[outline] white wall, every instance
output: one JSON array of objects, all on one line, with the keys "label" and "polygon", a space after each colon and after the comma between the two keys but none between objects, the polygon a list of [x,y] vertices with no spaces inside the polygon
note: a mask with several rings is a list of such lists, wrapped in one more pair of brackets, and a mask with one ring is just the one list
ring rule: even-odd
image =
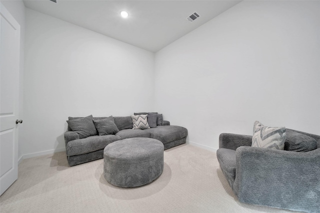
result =
[{"label": "white wall", "polygon": [[26,20],[26,157],[64,150],[68,116],[153,109],[154,53],[28,8]]},{"label": "white wall", "polygon": [[[26,12],[24,4],[22,0],[2,0],[1,3],[14,16],[20,25],[20,65],[19,72],[19,119],[24,119],[24,38],[26,34]],[[18,159],[22,155],[20,144],[24,143],[22,137],[24,125],[18,128]]]},{"label": "white wall", "polygon": [[155,106],[190,143],[254,122],[320,134],[320,1],[244,1],[156,55]]}]

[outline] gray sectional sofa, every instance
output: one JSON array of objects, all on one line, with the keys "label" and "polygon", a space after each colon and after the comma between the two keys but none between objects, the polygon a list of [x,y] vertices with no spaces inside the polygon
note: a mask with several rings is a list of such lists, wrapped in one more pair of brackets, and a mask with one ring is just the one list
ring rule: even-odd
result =
[{"label": "gray sectional sofa", "polygon": [[[80,122],[82,121],[88,121],[84,120],[86,118],[92,119],[93,122],[93,120],[102,120],[107,118],[110,117],[92,117],[92,116],[86,118],[69,117],[69,120],[67,121],[68,131],[64,133],[64,142],[66,158],[70,166],[103,158],[104,149],[106,146],[114,141],[126,138],[144,137],[157,139],[164,144],[165,150],[186,143],[188,135],[186,129],[178,126],[171,126],[168,121],[159,119],[154,128],[143,130],[132,129],[132,121],[130,116],[113,117],[114,123],[118,132],[115,132],[116,133],[114,134],[99,136],[96,130],[95,133],[95,130],[93,130],[94,133],[88,137],[82,135],[81,132],[76,131],[74,128],[74,130],[75,131],[72,130],[69,122],[70,120],[76,119],[76,121],[80,122]],[[95,134],[96,135],[94,135]]]}]

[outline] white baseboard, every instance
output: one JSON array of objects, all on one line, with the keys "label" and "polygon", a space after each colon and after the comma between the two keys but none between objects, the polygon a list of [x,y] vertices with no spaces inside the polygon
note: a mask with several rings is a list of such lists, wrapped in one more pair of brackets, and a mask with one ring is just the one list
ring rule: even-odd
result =
[{"label": "white baseboard", "polygon": [[19,160],[18,160],[18,165],[20,164],[20,163],[24,159],[26,159],[27,158],[32,158],[34,157],[40,156],[42,155],[48,155],[48,154],[53,154],[56,152],[62,152],[64,151],[66,151],[65,148],[62,148],[56,149],[55,150],[48,150],[44,152],[36,152],[34,153],[27,154],[26,155],[24,155],[22,156],[21,156],[19,159]]},{"label": "white baseboard", "polygon": [[187,141],[186,143],[188,144],[190,144],[190,145],[194,146],[195,147],[204,149],[213,152],[216,152],[216,150],[218,150],[217,149],[216,149],[212,147],[208,147],[207,146],[202,145],[202,144],[199,144],[196,143],[192,142],[192,141]]}]

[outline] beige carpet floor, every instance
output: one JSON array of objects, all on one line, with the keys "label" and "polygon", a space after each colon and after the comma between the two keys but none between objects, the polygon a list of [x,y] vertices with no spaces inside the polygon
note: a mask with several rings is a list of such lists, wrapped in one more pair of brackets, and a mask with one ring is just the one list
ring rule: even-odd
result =
[{"label": "beige carpet floor", "polygon": [[112,186],[103,168],[103,159],[70,167],[64,152],[24,159],[0,212],[294,213],[240,203],[216,154],[190,145],[166,150],[162,174],[142,187]]}]

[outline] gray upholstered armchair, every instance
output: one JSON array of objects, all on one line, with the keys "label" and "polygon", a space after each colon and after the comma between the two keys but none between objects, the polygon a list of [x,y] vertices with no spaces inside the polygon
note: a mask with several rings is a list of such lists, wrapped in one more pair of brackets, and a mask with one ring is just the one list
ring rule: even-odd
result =
[{"label": "gray upholstered armchair", "polygon": [[241,202],[320,213],[320,136],[286,132],[287,138],[302,134],[314,139],[317,148],[294,152],[252,147],[251,136],[222,133],[216,153],[222,172]]}]

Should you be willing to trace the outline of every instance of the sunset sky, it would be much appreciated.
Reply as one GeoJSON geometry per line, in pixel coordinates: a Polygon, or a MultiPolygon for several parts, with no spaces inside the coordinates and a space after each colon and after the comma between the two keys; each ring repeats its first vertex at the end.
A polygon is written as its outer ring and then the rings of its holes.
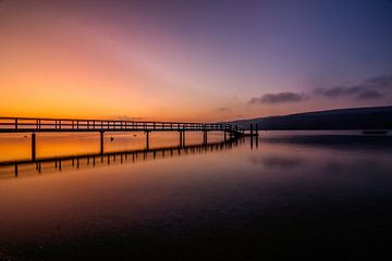
{"type": "Polygon", "coordinates": [[[392,104],[391,0],[0,0],[0,115],[223,121],[392,104]]]}

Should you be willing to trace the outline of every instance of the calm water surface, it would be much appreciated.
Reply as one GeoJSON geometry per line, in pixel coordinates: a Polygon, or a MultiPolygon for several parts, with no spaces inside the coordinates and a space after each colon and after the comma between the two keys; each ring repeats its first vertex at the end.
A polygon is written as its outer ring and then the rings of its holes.
{"type": "MultiPolygon", "coordinates": [[[[28,137],[0,141],[1,162],[28,159],[28,137]]],[[[37,141],[38,159],[99,151],[98,136],[37,141]]],[[[391,136],[269,133],[179,150],[162,134],[151,146],[174,149],[17,175],[0,165],[0,260],[392,257],[391,136]]],[[[106,140],[107,151],[143,148],[142,134],[106,140]]]]}

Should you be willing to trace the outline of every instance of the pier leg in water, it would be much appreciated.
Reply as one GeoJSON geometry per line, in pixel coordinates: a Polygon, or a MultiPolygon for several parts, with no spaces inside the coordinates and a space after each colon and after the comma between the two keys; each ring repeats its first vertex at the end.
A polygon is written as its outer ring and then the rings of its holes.
{"type": "Polygon", "coordinates": [[[182,136],[183,136],[183,133],[182,133],[182,130],[180,130],[180,148],[183,146],[183,144],[182,144],[182,141],[183,141],[182,136]]]}
{"type": "Polygon", "coordinates": [[[183,145],[183,147],[185,147],[185,130],[184,130],[184,133],[183,133],[183,141],[182,141],[182,145],[183,145]]]}
{"type": "Polygon", "coordinates": [[[99,153],[103,154],[103,132],[99,132],[100,134],[100,151],[99,153]]]}
{"type": "Polygon", "coordinates": [[[36,134],[32,134],[32,160],[36,160],[36,134]]]}
{"type": "Polygon", "coordinates": [[[146,130],[146,150],[149,149],[149,130],[146,130]]]}

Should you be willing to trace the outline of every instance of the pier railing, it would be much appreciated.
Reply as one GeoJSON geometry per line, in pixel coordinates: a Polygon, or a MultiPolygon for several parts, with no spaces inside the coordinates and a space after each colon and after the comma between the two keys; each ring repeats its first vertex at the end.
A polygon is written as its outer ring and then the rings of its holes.
{"type": "Polygon", "coordinates": [[[187,122],[138,122],[121,120],[77,120],[44,117],[0,117],[0,133],[39,132],[171,132],[224,130],[244,133],[236,125],[187,122]]]}

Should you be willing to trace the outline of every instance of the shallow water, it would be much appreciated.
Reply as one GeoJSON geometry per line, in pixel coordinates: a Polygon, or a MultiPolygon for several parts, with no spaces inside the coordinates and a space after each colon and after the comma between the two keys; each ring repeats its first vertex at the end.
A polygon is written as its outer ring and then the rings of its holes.
{"type": "MultiPolygon", "coordinates": [[[[132,151],[143,150],[143,137],[113,137],[106,149],[119,153],[95,165],[70,158],[61,170],[28,163],[17,175],[0,166],[0,259],[390,254],[392,137],[269,134],[220,144],[217,135],[206,147],[189,136],[194,146],[176,149],[176,136],[166,136],[139,160],[132,151]]],[[[41,139],[38,159],[99,150],[99,138],[41,139]]],[[[17,141],[1,145],[2,162],[28,159],[24,137],[8,140],[17,141]]]]}

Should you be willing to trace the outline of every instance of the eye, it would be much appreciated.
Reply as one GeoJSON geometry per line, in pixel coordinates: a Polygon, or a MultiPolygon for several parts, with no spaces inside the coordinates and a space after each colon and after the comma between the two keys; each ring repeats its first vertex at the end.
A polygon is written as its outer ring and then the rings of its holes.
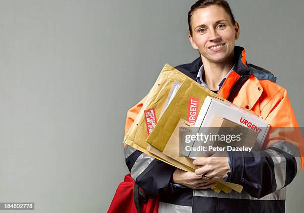
{"type": "Polygon", "coordinates": [[[220,29],[223,29],[225,28],[225,26],[226,26],[224,24],[220,24],[218,25],[217,28],[220,28],[220,29]]]}
{"type": "Polygon", "coordinates": [[[199,29],[198,31],[200,33],[204,33],[206,32],[206,29],[205,28],[201,28],[199,29]]]}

Directive: Please pull out each line above that contains the word "gray". Matching is case-sensitive.

Reply:
[outline] gray sectional sofa, every instance
[{"label": "gray sectional sofa", "polygon": [[[80,122],[82,121],[88,121],[84,120],[86,118],[92,119],[93,122],[93,120],[102,120],[107,118],[110,117],[92,117],[92,116],[86,118],[69,117],[69,120],[67,121],[68,131],[64,133],[64,142],[66,158],[70,166],[103,158],[104,149],[106,146],[114,141],[126,138],[144,137],[157,139],[164,144],[165,150],[186,143],[188,135],[186,129],[178,126],[171,126],[168,121],[159,119],[154,128],[143,130],[132,129],[132,121],[130,116],[113,117],[114,123],[118,132],[115,132],[116,133],[114,134],[99,136],[96,130],[95,133],[95,130],[93,130],[94,133],[88,137],[82,135],[81,132],[76,131],[74,128],[74,130],[75,131],[72,130],[69,122],[70,120],[76,119],[76,121],[80,122]],[[95,134],[96,135],[94,135]]]}]
[outline] gray upholstered armchair, every instance
[{"label": "gray upholstered armchair", "polygon": [[241,202],[320,213],[320,136],[286,132],[287,138],[302,134],[314,139],[317,148],[294,152],[252,147],[251,136],[222,133],[216,153],[222,172]]}]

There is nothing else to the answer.